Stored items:
╭──
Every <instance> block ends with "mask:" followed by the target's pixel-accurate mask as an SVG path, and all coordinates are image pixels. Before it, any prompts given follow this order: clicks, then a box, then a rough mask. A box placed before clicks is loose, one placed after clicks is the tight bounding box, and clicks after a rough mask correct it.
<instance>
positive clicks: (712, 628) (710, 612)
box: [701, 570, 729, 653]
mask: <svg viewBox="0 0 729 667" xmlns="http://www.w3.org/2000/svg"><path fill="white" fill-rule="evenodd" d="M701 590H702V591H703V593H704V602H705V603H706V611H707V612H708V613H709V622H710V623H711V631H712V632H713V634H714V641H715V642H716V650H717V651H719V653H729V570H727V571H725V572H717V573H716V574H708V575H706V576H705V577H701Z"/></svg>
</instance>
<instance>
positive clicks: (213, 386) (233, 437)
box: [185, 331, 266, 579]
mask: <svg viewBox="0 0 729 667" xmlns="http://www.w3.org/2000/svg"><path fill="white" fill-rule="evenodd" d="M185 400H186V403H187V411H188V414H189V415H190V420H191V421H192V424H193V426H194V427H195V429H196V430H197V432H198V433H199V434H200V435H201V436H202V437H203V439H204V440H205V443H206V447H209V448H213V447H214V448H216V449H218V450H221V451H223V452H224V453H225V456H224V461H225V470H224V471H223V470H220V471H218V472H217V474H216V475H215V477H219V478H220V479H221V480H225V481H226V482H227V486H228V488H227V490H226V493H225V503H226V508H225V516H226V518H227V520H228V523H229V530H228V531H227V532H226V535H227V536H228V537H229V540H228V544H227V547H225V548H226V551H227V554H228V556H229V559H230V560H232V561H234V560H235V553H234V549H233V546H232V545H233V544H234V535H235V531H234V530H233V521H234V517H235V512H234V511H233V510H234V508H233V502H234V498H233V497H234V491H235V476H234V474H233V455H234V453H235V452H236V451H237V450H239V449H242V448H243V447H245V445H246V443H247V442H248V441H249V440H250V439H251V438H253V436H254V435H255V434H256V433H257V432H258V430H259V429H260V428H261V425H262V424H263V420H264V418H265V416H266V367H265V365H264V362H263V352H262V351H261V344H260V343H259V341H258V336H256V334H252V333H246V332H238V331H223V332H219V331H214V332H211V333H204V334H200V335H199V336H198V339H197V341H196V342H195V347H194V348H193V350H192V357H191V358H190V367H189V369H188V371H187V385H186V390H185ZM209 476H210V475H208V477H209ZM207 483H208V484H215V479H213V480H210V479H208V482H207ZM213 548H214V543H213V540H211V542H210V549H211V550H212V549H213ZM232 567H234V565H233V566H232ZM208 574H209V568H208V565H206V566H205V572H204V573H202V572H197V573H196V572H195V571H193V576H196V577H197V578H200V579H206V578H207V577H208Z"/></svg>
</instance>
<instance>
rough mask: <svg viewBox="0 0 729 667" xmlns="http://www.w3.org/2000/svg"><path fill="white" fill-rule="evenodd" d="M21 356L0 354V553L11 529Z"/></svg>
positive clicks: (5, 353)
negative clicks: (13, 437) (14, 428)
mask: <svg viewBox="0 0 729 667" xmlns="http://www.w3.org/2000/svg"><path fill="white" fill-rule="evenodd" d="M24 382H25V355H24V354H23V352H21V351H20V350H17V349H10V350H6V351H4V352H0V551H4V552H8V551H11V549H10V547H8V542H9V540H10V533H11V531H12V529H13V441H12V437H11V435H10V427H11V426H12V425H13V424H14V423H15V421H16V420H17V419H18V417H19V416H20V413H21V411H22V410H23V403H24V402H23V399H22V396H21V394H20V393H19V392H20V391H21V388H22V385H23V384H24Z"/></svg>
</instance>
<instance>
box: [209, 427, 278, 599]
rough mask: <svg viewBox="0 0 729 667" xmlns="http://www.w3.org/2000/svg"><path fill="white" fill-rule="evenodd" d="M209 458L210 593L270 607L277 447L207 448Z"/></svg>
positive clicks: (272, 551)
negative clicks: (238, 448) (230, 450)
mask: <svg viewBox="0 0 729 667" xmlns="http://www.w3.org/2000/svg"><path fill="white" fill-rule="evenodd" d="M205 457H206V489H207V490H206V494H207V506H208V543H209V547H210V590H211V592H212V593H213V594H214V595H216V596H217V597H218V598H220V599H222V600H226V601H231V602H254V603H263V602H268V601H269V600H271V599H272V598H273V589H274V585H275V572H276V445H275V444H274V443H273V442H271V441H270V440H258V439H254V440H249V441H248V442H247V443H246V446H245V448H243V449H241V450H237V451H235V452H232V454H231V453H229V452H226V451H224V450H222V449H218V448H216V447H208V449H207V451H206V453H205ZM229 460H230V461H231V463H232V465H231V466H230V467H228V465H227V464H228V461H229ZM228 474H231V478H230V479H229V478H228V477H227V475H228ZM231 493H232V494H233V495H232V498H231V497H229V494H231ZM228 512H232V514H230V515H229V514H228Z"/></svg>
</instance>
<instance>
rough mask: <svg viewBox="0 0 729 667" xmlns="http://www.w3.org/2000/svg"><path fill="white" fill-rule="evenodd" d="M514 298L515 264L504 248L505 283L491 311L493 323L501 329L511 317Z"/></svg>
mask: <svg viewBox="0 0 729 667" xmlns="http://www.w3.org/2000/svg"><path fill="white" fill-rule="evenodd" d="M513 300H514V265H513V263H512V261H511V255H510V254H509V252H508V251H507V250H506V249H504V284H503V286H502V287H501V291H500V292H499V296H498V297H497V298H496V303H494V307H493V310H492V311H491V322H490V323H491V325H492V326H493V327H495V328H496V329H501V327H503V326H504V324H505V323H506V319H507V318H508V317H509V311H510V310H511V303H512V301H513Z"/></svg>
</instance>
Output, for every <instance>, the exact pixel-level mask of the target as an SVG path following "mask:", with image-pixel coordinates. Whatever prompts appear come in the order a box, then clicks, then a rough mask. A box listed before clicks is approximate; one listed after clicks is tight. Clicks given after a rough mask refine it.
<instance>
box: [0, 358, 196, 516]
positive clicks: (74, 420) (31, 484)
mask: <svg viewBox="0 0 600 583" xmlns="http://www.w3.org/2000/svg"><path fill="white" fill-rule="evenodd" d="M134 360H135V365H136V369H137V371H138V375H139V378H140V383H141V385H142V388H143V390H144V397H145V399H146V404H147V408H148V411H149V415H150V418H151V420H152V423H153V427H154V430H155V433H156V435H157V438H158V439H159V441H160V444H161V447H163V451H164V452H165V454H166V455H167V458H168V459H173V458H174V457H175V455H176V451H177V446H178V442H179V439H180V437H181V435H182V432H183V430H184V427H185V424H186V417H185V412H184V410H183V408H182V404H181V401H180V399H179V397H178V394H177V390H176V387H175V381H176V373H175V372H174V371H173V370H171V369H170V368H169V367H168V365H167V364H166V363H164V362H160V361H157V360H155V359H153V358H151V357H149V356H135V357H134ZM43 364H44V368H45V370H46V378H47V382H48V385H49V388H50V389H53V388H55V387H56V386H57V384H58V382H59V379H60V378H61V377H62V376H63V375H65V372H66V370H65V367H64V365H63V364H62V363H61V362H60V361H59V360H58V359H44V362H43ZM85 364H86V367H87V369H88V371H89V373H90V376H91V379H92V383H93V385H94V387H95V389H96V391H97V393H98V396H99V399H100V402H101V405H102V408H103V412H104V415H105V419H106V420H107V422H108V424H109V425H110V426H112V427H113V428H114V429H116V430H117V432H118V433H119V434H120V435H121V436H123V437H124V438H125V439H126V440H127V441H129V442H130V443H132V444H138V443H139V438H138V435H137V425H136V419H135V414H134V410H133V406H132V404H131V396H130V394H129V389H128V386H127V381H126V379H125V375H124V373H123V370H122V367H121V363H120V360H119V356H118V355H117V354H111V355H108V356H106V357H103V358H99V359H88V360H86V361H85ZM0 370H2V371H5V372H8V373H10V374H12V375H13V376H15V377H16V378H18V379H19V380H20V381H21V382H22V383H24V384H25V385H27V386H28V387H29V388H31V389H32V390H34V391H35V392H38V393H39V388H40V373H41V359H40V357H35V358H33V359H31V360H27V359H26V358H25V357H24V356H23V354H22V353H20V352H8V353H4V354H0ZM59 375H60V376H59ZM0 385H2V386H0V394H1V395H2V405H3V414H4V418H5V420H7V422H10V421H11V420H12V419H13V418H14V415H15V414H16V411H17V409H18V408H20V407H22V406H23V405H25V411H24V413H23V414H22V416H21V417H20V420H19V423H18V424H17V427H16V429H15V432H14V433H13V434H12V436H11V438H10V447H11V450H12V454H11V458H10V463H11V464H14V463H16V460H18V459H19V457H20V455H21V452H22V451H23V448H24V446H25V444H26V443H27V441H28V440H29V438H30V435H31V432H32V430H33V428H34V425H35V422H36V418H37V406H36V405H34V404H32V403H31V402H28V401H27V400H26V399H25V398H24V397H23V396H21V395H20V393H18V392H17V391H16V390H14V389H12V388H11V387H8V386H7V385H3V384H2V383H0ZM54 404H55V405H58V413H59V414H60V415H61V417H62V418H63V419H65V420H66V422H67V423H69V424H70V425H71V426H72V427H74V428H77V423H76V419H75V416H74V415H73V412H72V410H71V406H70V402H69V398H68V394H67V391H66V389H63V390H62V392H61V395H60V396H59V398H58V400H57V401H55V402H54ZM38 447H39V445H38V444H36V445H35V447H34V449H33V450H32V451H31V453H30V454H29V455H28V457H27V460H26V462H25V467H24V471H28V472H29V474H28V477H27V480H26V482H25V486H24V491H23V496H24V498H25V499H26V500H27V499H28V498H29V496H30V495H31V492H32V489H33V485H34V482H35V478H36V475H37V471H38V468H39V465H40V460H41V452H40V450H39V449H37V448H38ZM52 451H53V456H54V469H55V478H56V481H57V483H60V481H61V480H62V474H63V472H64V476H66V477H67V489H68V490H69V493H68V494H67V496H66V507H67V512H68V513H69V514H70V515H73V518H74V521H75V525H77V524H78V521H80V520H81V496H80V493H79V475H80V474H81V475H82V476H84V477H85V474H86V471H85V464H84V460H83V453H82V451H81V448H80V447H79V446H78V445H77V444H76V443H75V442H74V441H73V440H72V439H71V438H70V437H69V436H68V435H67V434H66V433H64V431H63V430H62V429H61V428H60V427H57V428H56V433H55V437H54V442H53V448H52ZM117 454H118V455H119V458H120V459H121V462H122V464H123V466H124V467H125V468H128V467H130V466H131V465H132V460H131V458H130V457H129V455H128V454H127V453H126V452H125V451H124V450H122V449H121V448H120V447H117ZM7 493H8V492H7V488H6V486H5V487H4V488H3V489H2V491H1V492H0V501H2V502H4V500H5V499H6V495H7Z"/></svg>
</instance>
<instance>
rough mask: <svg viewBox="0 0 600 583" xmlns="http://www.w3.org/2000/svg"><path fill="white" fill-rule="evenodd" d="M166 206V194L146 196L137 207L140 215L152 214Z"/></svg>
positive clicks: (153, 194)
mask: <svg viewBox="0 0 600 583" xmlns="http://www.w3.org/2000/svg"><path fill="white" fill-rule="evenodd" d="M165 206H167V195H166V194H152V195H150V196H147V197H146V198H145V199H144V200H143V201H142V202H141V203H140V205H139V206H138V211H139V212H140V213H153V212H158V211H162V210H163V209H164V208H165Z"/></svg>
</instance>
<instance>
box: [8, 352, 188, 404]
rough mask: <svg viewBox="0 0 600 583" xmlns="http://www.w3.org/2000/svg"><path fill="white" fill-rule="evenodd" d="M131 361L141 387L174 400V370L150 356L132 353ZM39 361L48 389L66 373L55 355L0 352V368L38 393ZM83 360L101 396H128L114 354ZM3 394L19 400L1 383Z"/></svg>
╰──
### [Task item]
After locating the line that holds "box: [8, 352, 188, 404]", print it and each line after it through the end of the data, exactly as it stands.

### [Response area]
box: [8, 352, 188, 404]
rough mask: <svg viewBox="0 0 600 583" xmlns="http://www.w3.org/2000/svg"><path fill="white" fill-rule="evenodd" d="M131 361L141 387L174 400V370L150 356L132 353ZM39 361L48 389L66 373L55 355L0 352V368L38 393ZM83 360L101 396H128L114 354ZM3 394L19 400L1 383Z"/></svg>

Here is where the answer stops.